*Stated task*:
Rewrite every row below with each "Target" changed to "Object" and nothing else altered. Omit the pictures from your answer.

*Supplied data*:

┌────────

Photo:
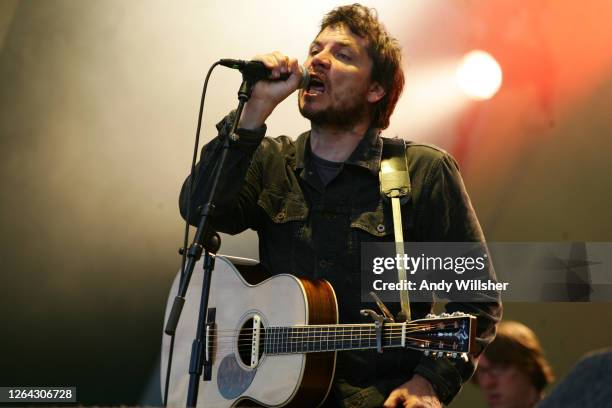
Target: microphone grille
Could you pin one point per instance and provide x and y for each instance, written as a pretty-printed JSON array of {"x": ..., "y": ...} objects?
[{"x": 305, "y": 78}]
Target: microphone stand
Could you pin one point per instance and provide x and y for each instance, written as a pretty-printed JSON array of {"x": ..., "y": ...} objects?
[{"x": 208, "y": 241}]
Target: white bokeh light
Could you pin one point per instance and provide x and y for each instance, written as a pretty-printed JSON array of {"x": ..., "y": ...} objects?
[{"x": 479, "y": 75}]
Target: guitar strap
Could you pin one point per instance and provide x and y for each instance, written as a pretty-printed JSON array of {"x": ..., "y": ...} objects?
[{"x": 395, "y": 184}]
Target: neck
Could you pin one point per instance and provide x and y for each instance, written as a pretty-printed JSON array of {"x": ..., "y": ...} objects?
[{"x": 336, "y": 144}]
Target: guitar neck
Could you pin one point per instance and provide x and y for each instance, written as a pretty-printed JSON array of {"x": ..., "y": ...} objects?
[{"x": 338, "y": 337}]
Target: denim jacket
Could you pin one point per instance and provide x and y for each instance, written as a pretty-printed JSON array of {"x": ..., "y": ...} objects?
[{"x": 308, "y": 229}]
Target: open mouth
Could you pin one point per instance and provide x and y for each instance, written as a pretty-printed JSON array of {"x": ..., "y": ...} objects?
[{"x": 316, "y": 86}]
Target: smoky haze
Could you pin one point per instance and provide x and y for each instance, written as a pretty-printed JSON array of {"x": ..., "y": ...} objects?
[{"x": 98, "y": 103}]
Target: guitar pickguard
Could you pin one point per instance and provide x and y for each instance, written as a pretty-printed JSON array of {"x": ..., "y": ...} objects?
[{"x": 232, "y": 379}]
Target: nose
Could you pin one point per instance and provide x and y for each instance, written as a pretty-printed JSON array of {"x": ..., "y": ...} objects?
[{"x": 487, "y": 381}]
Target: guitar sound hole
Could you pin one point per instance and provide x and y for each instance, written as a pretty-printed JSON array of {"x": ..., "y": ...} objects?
[{"x": 245, "y": 342}]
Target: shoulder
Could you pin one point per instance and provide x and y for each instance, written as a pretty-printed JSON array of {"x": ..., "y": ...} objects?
[
  {"x": 423, "y": 155},
  {"x": 277, "y": 144},
  {"x": 274, "y": 151}
]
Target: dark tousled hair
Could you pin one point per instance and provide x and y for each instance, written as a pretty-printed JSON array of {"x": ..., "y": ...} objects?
[{"x": 383, "y": 50}]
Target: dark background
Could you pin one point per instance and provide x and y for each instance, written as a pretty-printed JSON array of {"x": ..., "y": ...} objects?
[{"x": 98, "y": 101}]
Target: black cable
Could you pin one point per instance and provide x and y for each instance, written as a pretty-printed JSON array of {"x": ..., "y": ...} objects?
[{"x": 186, "y": 235}]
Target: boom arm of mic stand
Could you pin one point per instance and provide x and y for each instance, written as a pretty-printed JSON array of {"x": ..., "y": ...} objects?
[{"x": 195, "y": 252}]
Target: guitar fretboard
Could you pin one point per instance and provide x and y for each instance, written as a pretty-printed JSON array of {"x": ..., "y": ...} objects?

└────────

*Response for this exercise*:
Photo:
Object: microphone grille
Could you pin one point per instance and provide x and y for each instance, written as a pretty-printed JSON array of {"x": ..., "y": ...} objects?
[{"x": 305, "y": 78}]
Object: microphone stand
Could you pin one point per instance and provide x and y for each instance, written as a pretty-printed JSON array of {"x": ..., "y": ...} objects?
[{"x": 208, "y": 241}]
Object: white bokeh light
Could you pin one point per instance and provide x and y for each instance, written as a pretty-printed JSON array of {"x": ..., "y": ...} objects?
[{"x": 479, "y": 75}]
Object: guitar strap
Could you pin one point per instance and provide x and y for each instance, written as a pretty-printed JSON array of {"x": ..., "y": ...} objects?
[{"x": 395, "y": 184}]
Object: neck
Could you pin one point per instance and provide x and y for each instance, written as a pretty-printed JSON array of {"x": ..., "y": ...} objects?
[{"x": 336, "y": 144}]
Object: guitar neck
Could you pin one point per instance and provide x and y for each instance, written as a pretty-printed JSON array of {"x": ..., "y": ...} objects?
[{"x": 338, "y": 337}]
Object: denim jacket
Could you pin one point per instance and provide x and y for each instance, written as a pretty-printed JSON array of {"x": ..., "y": ...} objects?
[{"x": 308, "y": 229}]
Object: open mouth
Could you pin one point per instance and provide x and y for each instance, written as a pretty-printed JSON array of {"x": ..., "y": ...} objects?
[{"x": 316, "y": 86}]
Object: smoky haze
Could you pin one point per instance and provide x and y for each instance, written as a pretty-printed JSON array of {"x": ..., "y": ...} objects?
[{"x": 98, "y": 103}]
Object: guitar pickguard
Could you pin one point per instance and provide x and y for each instance, written as a pretty-printed JSON array of {"x": ..., "y": ...} objects?
[{"x": 232, "y": 379}]
Object: nose
Could you pin one point per instance and provide x and y for each instance, written as a pretty-printed JSON array of {"x": ..., "y": ...} objects?
[{"x": 487, "y": 381}]
Object: guitar sound hole
Could you pin one point per instance and provide x and y for each instance, written as a pretty-printed JSON array of {"x": ..., "y": ...} objects?
[{"x": 245, "y": 342}]
Object: shoulder
Could you pin one point per instance and provide x and y for each instance, written as a pretty-printed JSON array of {"x": ..., "y": ...} objects?
[
  {"x": 423, "y": 155},
  {"x": 277, "y": 144},
  {"x": 274, "y": 151}
]
Object: dark tousled hair
Could you pin one point per instance and provide x and y for each instance, written as a pretty-printed JSON array of {"x": ..., "y": ...} objects?
[{"x": 383, "y": 50}]
Object: dark background
Could you pin one point per instance and provide x and y for each instance, written as a pretty-printed JSON array of {"x": ..., "y": ...} objects?
[{"x": 98, "y": 101}]
Object: black cable
Could you pin one point per instance and provide x and y for each instance, written as a pretty-printed JSON array of {"x": ..., "y": ...} objects?
[{"x": 186, "y": 235}]
Object: boom arm of mic stand
Could you pin one point per instance and provide x and y for each instance, written as a pretty-printed JSON array of {"x": ..., "y": ...} objects?
[{"x": 195, "y": 252}]
Object: guitar fretboard
Could you pin one point per instance and provide x and y for each instance, written as a pretty-printed JSON array of {"x": ..., "y": ...} objects?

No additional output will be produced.